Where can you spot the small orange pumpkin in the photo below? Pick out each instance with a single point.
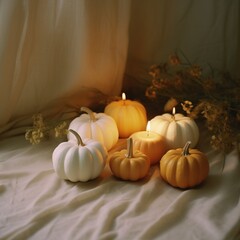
(129, 165)
(184, 167)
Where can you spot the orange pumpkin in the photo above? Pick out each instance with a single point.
(129, 165)
(184, 167)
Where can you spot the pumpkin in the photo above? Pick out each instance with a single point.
(96, 126)
(177, 129)
(130, 116)
(78, 161)
(184, 167)
(128, 164)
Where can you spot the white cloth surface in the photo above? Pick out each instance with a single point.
(36, 204)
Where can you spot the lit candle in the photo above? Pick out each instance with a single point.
(130, 116)
(150, 143)
(176, 128)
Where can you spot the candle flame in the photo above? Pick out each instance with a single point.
(148, 126)
(174, 111)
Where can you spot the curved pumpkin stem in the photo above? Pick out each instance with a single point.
(129, 148)
(185, 151)
(89, 112)
(79, 139)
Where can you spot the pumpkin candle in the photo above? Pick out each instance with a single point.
(130, 116)
(150, 143)
(176, 128)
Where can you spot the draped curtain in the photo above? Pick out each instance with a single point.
(51, 49)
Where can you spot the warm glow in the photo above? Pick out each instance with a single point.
(148, 126)
(123, 96)
(174, 111)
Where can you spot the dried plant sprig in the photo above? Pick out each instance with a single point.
(203, 93)
(42, 130)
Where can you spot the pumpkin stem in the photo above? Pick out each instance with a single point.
(79, 139)
(89, 112)
(129, 148)
(185, 151)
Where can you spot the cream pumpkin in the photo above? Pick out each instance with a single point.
(128, 164)
(151, 144)
(177, 129)
(184, 167)
(96, 126)
(130, 116)
(78, 161)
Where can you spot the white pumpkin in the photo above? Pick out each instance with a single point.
(78, 161)
(177, 129)
(97, 126)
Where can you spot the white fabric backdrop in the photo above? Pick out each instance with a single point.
(50, 49)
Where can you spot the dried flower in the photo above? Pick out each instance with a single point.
(211, 95)
(187, 106)
(174, 60)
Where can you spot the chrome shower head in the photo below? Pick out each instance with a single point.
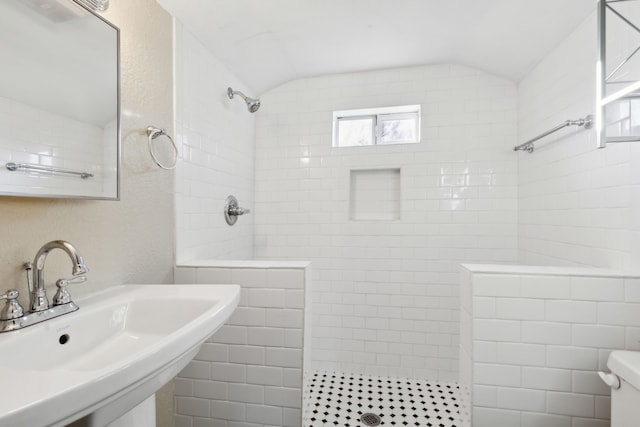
(252, 104)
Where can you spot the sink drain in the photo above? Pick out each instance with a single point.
(370, 419)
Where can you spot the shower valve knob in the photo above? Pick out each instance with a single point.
(232, 210)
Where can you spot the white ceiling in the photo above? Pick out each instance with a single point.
(268, 42)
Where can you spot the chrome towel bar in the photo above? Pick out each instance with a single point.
(38, 168)
(587, 122)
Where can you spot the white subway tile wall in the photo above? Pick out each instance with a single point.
(577, 205)
(539, 367)
(249, 373)
(215, 136)
(385, 292)
(35, 136)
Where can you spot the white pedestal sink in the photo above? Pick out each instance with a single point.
(96, 364)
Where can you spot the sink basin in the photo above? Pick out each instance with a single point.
(101, 361)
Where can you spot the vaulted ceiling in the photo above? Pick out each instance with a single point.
(268, 42)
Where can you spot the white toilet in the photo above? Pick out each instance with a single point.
(624, 381)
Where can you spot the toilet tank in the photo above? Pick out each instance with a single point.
(624, 381)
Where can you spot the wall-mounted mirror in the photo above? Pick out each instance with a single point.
(59, 101)
(618, 97)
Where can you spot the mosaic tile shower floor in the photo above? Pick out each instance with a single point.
(333, 399)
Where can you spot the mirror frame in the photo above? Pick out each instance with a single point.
(118, 132)
(602, 100)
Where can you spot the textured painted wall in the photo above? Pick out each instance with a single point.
(126, 241)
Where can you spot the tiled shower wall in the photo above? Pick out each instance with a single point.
(249, 373)
(533, 339)
(577, 205)
(385, 291)
(216, 139)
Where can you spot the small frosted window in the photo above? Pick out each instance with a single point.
(376, 126)
(355, 131)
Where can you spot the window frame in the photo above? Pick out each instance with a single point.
(377, 116)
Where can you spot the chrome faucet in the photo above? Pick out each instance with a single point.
(13, 317)
(39, 301)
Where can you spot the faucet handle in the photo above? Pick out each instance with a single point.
(63, 296)
(12, 309)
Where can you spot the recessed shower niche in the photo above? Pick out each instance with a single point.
(374, 195)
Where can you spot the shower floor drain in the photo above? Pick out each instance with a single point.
(370, 419)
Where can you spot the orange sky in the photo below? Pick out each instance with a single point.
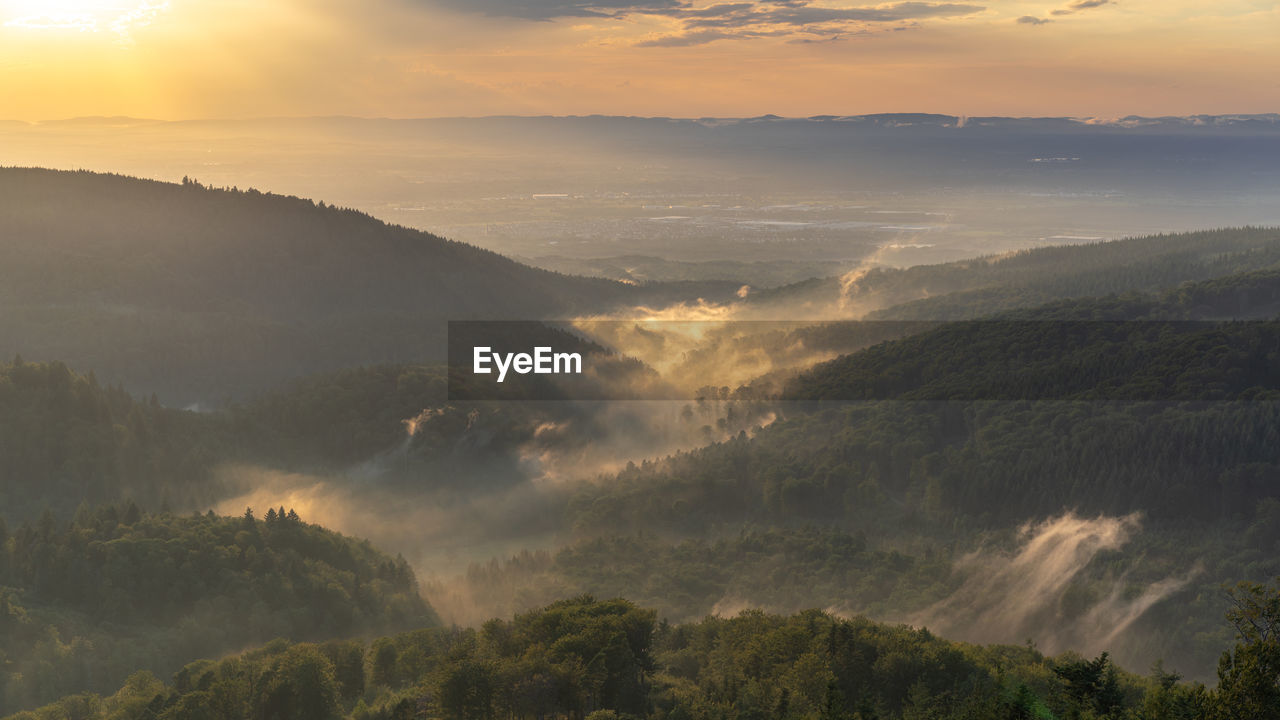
(429, 58)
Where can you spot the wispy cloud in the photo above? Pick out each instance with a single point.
(798, 18)
(119, 19)
(554, 9)
(1082, 5)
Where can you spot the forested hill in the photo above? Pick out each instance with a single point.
(972, 288)
(87, 602)
(200, 294)
(609, 660)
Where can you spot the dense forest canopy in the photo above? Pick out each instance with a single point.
(1116, 401)
(204, 294)
(86, 604)
(608, 660)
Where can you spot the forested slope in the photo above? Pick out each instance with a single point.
(607, 660)
(83, 605)
(202, 294)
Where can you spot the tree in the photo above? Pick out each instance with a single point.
(1248, 675)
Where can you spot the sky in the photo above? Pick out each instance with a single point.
(184, 59)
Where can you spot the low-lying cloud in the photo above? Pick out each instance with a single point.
(1043, 589)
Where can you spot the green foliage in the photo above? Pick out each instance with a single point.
(65, 440)
(1249, 673)
(607, 660)
(204, 294)
(83, 605)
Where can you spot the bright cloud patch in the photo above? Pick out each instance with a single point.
(83, 16)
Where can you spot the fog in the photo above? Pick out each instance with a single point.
(763, 201)
(1048, 591)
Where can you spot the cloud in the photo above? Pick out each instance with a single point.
(800, 19)
(725, 16)
(553, 9)
(803, 14)
(1080, 5)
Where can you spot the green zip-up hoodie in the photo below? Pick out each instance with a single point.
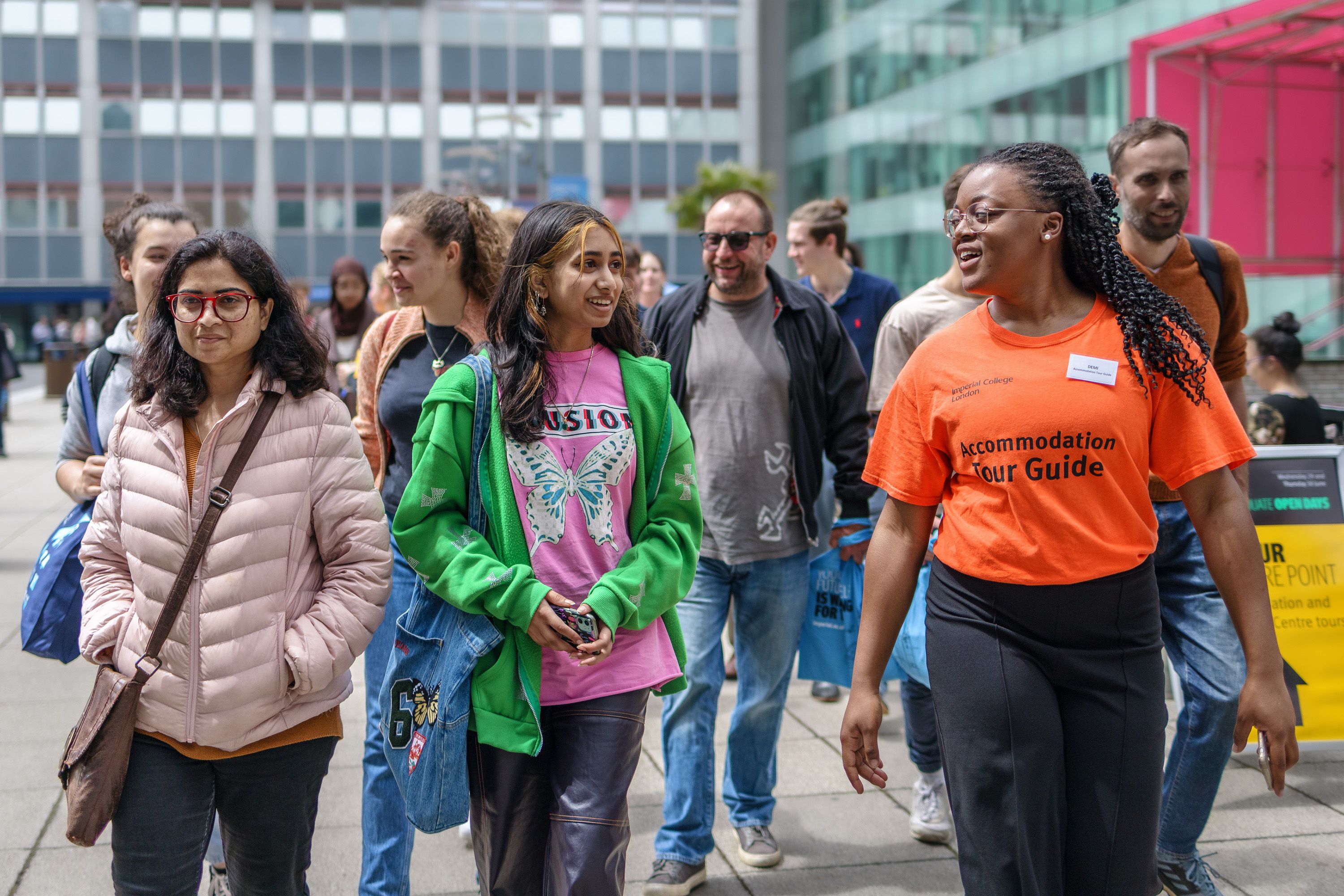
(494, 575)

----

**TO BE DONE:** Transcribe all the lines above exactly, apart from the pictures.

**ANSWER TO THIS EXERCISE:**
Where can you spot the small orange pumpkin in the photo below? Pick out each instance with a single point.
(129, 165)
(184, 167)
Where can you spot the orange pumpkin in the photo above? Pick out each instance with a single point.
(129, 165)
(184, 167)
Where can you spot the pumpkin in the photo above? Pick out each instance with a single point.
(96, 126)
(177, 129)
(130, 116)
(78, 161)
(184, 167)
(128, 164)
Where can you spot the white cloth surface in the photo above? Pick out each instance with a single point.
(36, 204)
Where can you spot the lit candle in the photo above? Pick out each instance with a single point.
(130, 116)
(150, 143)
(176, 128)
Where can you spot the candle flame in the photo above? Pick out each instance with a single point.
(148, 126)
(174, 111)
Where can you spot the curved pumpkin stem in the photo above? Pick out each instance with a single point.
(129, 148)
(185, 151)
(89, 112)
(79, 139)
Where can you spot the pumpkin candle in the photo above? Pick out each instance with a single point.
(130, 116)
(150, 143)
(176, 128)
Where can you spot the draped curtain in the photo above? Pick out each instance with a single point.
(51, 49)
Where can you spot the warm glow in the photo above? Pick out each instance with a single point.
(148, 126)
(123, 96)
(174, 111)
Where can you spot the dried plant sprig in the photo above? Pick out each instance with a single point.
(203, 93)
(42, 130)
Where can you spot the pumpkin stem in the photo above? Pick out each instance with a single point.
(79, 139)
(89, 112)
(129, 148)
(185, 151)
Where can you spot the cream pumpkin in the photo above? Pick out each instance with a single point.
(128, 164)
(151, 144)
(177, 129)
(184, 167)
(96, 126)
(130, 116)
(78, 161)
Where can you spot the white pumpkin in the photo above? Pick out each instance with a single point.
(78, 161)
(177, 129)
(97, 126)
Where can you spot the white fabric backdrop in the photo above? Pick out each instance with a single point.
(50, 49)
Where can you spot the dried flower in the photo above? Pick out each instance with a single point.
(211, 95)
(187, 106)
(174, 60)
Where can you spot the chrome shower head in the photo below? Pick out each instance with a single point.
(252, 104)
Where can you spot the sink drain in the photo above? Pick out each instance with a single point.
(370, 419)
Where can you spot the shower valve knob in the photo above? Pick out each instance with a single point.
(232, 210)
Where can you spot the white ceiling in the photo above? Pick out each instance with a single point.
(268, 42)
Where can you spot the chrome towel bar in the photo above? Pick out each instance with a single point.
(38, 168)
(587, 122)
Where can you spot the white subway tile wall in the photo above? Pick out each instance with a single point.
(577, 205)
(539, 367)
(249, 373)
(215, 136)
(385, 292)
(35, 136)
Where can you spot the white pedestal sink in the photo above? Pick out each instance with a single point.
(96, 364)
Where can you spot the sink basin in the photo above? Pick out each instance with a single point.
(101, 361)
Where can you spot the vaulted ceiling in the photo above? Pick out each instance with a single point.
(268, 42)
Where can you spot the white toilet in the photo above? Pick out each instance with a single point.
(624, 381)
Where can you spot the toilet tank in the photo above? Pick out each instance with a single point.
(624, 381)
Where can you spot the wall-mounted mirror in the photo above? Pick out each instance with a single point.
(59, 101)
(618, 97)
Where can you spot the mosaic tile shower floor in the photo above? Pick out each instance with a single point.
(333, 399)
Where can you spot the mirror frame in the photo above? Pick out each instance with a single point.
(118, 132)
(602, 100)
Where can you spot the textured painted wall in the photo above? Pick out each instance with a single point.
(126, 241)
Where can you spot the tiled shower wall in the photo above? Pick out each instance with a single point.
(249, 373)
(533, 339)
(577, 205)
(385, 291)
(216, 139)
Where can you spot the small frosted window in the photo above? Pick out each instance with a single point.
(376, 126)
(355, 131)
Where can you spot the window frame in the photo above? Pick out each instance with a single point.
(377, 116)
Where can you spot the chrome faucet in the photo above? Pick out each instance with a single point.
(13, 317)
(39, 301)
Where can you spot the faucet handle in the photo above? Pick out each instance with a single point.
(63, 296)
(12, 309)
Where can you spot the recessed shower niche in the photo above? Pick out each instance with a single point.
(374, 195)
Where can you spot the shower floor drain in the photo above? Pick out each instance with a single point.
(370, 419)
Where can you spot the orange sky in the photo below? Pick out each instance with a single point.
(429, 58)
Where can you spot the wispy cloud in the photo above? Pick out each instance with a single point.
(798, 18)
(119, 19)
(554, 9)
(1082, 5)
Where can you spot the forested hill in the photo above? Pick out each instance with a single point.
(972, 288)
(87, 602)
(200, 294)
(609, 660)
Where can you spot the dense forest canopy in the photo above? Pick out each instance with a single point.
(1116, 401)
(204, 294)
(86, 604)
(608, 660)
Where can you spot the forested slope in the photo above? Pick out each instance with a single point.
(607, 660)
(83, 605)
(202, 294)
Where can you spot the tree in the photo above? Pick out each instance with a single point.
(1248, 675)
Where can you spot the sky in the photo above? Pick out each instance with a single point.
(184, 59)
Where can you spot the low-lying cloud in the photo above? Pick out each instance with a single point.
(1043, 589)
Where can you spot the green foliage in the photo above? Pick out each instance with a single point.
(65, 440)
(1249, 673)
(607, 660)
(204, 294)
(83, 605)
Where can you spot the bright cloud patch in the photo above? Pick out each instance with a single point.
(83, 16)
Where can you spot the fog in the photo above? Pick out each instance with a single point.
(763, 201)
(1048, 591)
Where can you spot the cloud in the photo above? Pick out each instance with a single point.
(800, 19)
(725, 16)
(553, 9)
(803, 14)
(1080, 5)
Where can you spot the green zip-up hoodie in the photo below? Pick out each instance with a single point.
(494, 575)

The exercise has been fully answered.